[Work item] All lines from the one holding "dark sofa, each" down to the last line of the entries are to be reproduced exactly, with no other lines.

(Region pointing data)
━━━━━━━━━━━━━━━━━━━━━━━━━━━━━━
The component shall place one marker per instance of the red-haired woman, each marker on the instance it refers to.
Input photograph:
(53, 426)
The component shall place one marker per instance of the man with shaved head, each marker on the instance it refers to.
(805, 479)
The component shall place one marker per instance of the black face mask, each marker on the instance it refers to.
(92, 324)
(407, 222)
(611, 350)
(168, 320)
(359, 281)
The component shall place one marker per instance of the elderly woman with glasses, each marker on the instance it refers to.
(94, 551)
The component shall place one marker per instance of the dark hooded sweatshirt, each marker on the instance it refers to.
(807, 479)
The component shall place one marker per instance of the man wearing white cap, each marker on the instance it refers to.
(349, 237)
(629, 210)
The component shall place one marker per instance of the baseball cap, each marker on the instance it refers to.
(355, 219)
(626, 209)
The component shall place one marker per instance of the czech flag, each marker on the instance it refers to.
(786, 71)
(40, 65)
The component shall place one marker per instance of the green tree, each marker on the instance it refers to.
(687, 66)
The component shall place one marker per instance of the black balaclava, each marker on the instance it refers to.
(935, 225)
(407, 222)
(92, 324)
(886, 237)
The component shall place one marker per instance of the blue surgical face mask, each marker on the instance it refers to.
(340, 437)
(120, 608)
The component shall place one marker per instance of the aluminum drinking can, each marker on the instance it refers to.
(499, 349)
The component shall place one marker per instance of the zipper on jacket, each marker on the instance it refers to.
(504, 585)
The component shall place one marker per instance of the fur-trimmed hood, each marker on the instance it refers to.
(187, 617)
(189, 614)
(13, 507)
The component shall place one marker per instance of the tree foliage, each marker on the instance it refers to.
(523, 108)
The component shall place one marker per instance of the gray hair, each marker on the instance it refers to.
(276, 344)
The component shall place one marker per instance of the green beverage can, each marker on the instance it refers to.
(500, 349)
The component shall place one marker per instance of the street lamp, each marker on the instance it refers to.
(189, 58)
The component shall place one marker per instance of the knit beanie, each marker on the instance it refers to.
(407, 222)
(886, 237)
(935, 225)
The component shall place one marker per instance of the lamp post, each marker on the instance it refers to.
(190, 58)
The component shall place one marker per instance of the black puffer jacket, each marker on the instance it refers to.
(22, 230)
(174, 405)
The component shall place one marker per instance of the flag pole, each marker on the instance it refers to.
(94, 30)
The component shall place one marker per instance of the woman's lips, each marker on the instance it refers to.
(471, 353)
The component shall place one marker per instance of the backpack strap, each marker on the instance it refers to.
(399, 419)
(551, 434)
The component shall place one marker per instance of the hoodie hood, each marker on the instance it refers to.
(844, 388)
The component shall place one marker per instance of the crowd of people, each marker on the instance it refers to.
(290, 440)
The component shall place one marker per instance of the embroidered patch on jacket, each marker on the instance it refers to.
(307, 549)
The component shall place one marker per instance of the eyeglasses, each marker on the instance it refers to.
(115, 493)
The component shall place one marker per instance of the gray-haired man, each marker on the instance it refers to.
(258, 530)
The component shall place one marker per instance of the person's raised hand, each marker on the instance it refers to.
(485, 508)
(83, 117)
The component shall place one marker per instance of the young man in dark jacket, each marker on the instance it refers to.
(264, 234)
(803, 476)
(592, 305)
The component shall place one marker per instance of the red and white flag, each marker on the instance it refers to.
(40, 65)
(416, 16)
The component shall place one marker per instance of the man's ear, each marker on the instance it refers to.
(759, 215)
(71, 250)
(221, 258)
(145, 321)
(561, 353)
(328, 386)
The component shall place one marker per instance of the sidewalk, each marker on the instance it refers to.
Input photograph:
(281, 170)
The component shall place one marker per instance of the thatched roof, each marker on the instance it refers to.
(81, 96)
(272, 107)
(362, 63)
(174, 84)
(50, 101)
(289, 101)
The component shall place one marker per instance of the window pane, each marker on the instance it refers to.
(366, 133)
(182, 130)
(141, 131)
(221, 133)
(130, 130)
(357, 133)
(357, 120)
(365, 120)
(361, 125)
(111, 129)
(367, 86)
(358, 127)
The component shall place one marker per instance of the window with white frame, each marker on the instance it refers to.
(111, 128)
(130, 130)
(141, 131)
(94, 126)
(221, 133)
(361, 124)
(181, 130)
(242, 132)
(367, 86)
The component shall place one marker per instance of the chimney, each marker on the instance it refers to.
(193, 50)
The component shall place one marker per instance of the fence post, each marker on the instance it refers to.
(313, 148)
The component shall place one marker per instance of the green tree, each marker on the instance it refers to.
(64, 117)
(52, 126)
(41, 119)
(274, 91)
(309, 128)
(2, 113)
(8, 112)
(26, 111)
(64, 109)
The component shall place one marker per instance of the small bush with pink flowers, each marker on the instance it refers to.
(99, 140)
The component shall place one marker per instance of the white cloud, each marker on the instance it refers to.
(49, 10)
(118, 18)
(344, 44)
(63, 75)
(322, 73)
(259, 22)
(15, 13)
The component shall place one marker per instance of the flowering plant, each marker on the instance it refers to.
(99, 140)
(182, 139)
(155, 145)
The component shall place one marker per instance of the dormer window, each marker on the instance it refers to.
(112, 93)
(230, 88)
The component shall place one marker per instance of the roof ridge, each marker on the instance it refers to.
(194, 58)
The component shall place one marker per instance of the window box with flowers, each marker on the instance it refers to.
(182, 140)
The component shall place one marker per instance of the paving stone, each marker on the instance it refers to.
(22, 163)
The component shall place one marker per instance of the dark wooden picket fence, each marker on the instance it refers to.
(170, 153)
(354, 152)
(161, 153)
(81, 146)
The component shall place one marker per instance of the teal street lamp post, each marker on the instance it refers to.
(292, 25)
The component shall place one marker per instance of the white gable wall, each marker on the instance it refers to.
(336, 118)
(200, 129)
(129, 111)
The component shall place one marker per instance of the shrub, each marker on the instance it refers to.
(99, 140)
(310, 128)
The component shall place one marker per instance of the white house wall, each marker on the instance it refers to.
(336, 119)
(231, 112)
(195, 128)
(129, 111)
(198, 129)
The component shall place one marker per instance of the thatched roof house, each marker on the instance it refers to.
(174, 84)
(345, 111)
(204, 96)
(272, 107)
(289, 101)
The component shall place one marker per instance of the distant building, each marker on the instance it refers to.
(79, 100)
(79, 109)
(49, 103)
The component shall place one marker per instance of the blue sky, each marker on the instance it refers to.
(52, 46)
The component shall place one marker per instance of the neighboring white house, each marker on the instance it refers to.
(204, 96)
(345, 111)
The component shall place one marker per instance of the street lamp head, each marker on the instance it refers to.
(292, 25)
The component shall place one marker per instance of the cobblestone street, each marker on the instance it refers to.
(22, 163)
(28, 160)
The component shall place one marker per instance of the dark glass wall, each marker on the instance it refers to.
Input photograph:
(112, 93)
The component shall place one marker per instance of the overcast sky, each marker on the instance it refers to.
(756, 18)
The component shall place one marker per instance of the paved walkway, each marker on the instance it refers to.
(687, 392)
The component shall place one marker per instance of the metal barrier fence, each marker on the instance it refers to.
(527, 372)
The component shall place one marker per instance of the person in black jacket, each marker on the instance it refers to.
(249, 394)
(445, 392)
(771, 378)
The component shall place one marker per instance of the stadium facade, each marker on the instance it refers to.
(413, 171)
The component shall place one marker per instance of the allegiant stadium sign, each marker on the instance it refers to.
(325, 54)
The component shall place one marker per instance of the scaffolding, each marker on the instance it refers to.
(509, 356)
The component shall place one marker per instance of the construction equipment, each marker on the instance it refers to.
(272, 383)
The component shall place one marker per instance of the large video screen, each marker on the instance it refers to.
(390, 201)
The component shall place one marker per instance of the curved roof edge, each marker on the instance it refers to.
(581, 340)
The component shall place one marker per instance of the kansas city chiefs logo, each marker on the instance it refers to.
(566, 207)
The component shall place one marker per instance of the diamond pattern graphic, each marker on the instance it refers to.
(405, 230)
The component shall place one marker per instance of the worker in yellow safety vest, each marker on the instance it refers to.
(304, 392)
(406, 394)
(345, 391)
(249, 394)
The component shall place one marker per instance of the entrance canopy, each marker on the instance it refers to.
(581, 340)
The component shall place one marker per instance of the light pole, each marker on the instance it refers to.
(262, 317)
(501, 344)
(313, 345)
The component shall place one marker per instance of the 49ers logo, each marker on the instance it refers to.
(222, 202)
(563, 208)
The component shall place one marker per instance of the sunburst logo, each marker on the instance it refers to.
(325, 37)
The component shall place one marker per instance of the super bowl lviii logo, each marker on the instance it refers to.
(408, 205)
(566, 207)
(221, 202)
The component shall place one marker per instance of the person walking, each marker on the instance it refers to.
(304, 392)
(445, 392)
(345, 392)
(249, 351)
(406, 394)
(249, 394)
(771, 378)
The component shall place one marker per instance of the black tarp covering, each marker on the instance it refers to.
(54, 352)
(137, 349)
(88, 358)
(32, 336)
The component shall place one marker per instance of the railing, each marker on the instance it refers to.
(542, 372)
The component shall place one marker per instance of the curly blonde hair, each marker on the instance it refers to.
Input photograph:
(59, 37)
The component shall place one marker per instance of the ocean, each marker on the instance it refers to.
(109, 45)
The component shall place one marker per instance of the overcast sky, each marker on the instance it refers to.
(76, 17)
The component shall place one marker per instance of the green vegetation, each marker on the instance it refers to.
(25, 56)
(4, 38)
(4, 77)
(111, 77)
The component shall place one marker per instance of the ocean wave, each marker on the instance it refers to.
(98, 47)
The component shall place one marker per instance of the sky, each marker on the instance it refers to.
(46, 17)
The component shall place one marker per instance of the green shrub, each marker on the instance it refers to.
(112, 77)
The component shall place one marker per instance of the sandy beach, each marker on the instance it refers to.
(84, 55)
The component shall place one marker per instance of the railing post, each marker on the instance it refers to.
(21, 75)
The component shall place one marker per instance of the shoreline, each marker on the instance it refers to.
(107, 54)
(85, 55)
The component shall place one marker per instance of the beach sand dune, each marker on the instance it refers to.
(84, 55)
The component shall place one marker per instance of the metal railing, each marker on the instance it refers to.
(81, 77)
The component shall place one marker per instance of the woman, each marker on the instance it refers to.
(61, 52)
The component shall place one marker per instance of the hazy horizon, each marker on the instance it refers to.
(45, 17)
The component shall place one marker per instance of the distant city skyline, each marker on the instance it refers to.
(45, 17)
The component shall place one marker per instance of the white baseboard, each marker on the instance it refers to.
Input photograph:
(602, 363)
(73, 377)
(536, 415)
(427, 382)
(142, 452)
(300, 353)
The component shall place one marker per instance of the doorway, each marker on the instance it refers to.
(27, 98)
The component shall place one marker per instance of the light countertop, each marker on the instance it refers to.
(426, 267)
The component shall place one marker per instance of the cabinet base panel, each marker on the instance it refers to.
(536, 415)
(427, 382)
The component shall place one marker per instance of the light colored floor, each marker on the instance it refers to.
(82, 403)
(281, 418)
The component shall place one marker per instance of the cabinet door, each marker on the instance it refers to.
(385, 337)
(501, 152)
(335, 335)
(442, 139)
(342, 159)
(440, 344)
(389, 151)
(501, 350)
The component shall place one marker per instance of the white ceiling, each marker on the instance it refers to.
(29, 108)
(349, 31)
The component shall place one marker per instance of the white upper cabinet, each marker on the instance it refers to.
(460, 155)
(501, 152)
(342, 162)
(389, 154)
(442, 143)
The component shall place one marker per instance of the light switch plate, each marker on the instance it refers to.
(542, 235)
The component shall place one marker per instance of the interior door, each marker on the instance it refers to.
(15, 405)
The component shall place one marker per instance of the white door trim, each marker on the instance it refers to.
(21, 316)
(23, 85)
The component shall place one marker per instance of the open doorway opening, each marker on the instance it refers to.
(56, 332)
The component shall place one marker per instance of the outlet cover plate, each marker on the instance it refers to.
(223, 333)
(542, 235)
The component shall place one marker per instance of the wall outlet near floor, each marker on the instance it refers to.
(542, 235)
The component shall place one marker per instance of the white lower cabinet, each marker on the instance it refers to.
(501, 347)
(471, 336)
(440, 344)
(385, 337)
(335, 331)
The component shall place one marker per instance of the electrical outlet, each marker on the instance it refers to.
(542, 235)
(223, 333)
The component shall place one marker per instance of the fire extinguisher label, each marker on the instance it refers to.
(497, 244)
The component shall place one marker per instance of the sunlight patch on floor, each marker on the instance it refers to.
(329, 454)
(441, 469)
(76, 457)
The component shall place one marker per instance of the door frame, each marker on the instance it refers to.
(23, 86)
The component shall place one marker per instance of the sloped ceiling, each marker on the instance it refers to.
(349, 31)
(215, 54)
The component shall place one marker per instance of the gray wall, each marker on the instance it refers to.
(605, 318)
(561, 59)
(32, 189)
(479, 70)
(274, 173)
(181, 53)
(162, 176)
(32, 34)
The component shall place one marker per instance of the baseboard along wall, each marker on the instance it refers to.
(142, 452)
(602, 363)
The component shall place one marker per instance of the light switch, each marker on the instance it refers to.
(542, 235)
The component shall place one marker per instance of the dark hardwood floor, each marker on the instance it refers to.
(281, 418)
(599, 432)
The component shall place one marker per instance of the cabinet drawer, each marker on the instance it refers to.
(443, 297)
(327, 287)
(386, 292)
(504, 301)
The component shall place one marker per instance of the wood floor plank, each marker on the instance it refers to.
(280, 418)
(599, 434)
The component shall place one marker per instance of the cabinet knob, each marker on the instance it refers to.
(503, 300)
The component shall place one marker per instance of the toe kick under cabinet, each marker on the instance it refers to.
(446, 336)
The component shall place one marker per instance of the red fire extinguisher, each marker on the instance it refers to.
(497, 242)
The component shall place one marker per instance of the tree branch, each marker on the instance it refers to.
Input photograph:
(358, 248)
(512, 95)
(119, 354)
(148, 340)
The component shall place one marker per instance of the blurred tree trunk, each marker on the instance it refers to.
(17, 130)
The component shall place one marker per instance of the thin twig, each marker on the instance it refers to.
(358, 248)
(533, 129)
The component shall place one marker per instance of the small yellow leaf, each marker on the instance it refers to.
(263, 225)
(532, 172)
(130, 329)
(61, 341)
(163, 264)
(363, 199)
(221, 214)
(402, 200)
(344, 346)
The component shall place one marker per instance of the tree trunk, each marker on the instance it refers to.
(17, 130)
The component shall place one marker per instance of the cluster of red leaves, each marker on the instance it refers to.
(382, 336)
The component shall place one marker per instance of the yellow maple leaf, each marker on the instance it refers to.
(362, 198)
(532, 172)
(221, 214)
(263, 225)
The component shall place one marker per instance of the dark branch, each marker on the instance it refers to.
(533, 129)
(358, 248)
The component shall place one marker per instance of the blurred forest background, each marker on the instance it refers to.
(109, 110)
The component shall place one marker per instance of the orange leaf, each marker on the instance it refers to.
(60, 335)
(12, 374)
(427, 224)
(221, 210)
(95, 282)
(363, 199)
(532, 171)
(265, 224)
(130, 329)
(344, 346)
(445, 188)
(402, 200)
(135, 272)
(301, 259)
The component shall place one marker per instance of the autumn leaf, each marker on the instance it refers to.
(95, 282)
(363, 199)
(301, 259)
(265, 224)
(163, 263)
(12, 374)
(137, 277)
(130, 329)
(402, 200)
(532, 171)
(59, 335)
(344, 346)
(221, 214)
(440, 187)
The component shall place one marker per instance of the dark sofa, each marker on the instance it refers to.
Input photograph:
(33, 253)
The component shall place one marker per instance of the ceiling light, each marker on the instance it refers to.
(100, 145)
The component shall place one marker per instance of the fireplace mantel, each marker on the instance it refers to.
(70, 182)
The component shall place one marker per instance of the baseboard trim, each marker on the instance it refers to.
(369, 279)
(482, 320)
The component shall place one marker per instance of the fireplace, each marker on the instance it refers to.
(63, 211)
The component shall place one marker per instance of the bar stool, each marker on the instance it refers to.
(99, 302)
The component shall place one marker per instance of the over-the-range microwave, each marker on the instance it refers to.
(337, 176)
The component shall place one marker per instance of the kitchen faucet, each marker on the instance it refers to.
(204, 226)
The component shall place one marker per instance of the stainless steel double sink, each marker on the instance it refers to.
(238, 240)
━━━━━━━━━━━━━━━━━━━━━━━━━━━━━━
[Task result]
The component shall place one marker per instance of the dark sofa, each marker on the instance it refers to.
Input photograph:
(33, 253)
The component shall place one marker per instance of the ceiling light, each marker on the instance it refers to.
(100, 145)
The component shall place one marker per instance of the fireplace mantel, each marker on the instance it refers to.
(70, 182)
The component shall place one marker per instance of the baseboard trim, each marker on the instance it refers to.
(369, 279)
(482, 320)
The component shall place one marker per instance of the fireplace, each marker on the instance it refers to.
(63, 211)
The component shall place one marker per instance of the bar stool, each marker on the instance it refers to.
(99, 302)
The component shall place one marker per instance of the over-the-range microwave, each marker on the instance it refers to.
(337, 176)
The component shall place one marker per instance of the kitchen faucet, each marker on the instance it refers to.
(204, 226)
The component shall place one marker per instance of the stainless steel double sink, each marker on the instance it refers to.
(238, 240)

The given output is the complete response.